[[ Text provided, beginning ]]

My mother made both my dress and my brother’s tux (seen here) so we could be in my aunt’s wedding in 1982.

My mother passed away two months ago after a long battle with cancer. One of the saddest moments in the long process of losing her was watching her attempt to hem a pair of pants with just a needle and thread but being too weak to finish them. One of the deepest regrets I have now is that I didn’t learn to sew from her when she was well. I kept meaning to have her teach me one day. Now, my chance is gone.

It’s not really the entire act of sewing that eludes me. It’s the machine.

I can follow a pattern, cut my pieces, iron them, pin them – all the steps. I just can’t seem to work the machine. Once, I managed to thread it while watching a YouTube video. I made it three seams into sewing a pillow before the whole thing tangled up into a giant mess because I forgot to pull down some knob or lock some doodad. I haven’t given up hope that one day I will learn, but so far I haven’t had much luck.

[[ Text provided, end ]]
[[ Listed records, beginning ]]

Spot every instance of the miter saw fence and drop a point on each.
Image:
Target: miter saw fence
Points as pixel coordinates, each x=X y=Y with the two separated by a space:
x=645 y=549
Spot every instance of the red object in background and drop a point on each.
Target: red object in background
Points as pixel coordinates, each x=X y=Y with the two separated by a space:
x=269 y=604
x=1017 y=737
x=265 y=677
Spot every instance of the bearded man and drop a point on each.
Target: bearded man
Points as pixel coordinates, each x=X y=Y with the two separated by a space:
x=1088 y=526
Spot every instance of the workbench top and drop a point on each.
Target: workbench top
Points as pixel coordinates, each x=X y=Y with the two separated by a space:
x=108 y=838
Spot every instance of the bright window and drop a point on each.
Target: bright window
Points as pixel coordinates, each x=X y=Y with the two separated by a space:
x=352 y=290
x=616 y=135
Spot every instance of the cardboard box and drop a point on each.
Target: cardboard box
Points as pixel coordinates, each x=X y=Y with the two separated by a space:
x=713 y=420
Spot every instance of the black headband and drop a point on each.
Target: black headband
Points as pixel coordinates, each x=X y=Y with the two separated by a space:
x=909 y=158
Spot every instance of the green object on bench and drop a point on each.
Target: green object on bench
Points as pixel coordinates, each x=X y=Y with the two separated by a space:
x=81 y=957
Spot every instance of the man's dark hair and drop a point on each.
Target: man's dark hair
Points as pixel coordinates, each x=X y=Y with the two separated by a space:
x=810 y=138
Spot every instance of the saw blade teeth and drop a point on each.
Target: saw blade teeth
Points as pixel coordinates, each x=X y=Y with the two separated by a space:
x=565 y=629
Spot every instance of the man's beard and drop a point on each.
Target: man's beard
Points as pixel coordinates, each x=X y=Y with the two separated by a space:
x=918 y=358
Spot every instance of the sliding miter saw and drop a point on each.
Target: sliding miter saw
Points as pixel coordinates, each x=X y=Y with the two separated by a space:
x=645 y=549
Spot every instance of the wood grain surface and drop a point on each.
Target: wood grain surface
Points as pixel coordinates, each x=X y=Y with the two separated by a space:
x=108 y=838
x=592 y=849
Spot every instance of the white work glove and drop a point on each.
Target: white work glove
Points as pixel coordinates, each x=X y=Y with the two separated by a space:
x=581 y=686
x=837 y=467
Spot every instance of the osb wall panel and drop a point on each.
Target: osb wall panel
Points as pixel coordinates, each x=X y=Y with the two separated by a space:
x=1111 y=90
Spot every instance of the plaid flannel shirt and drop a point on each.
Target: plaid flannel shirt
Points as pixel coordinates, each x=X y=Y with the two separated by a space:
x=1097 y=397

[[ Listed records, end ]]

Problem: In the text about learning to sew, what does the writer say is the part of sewing that eludes them?

Problem solution: The machine.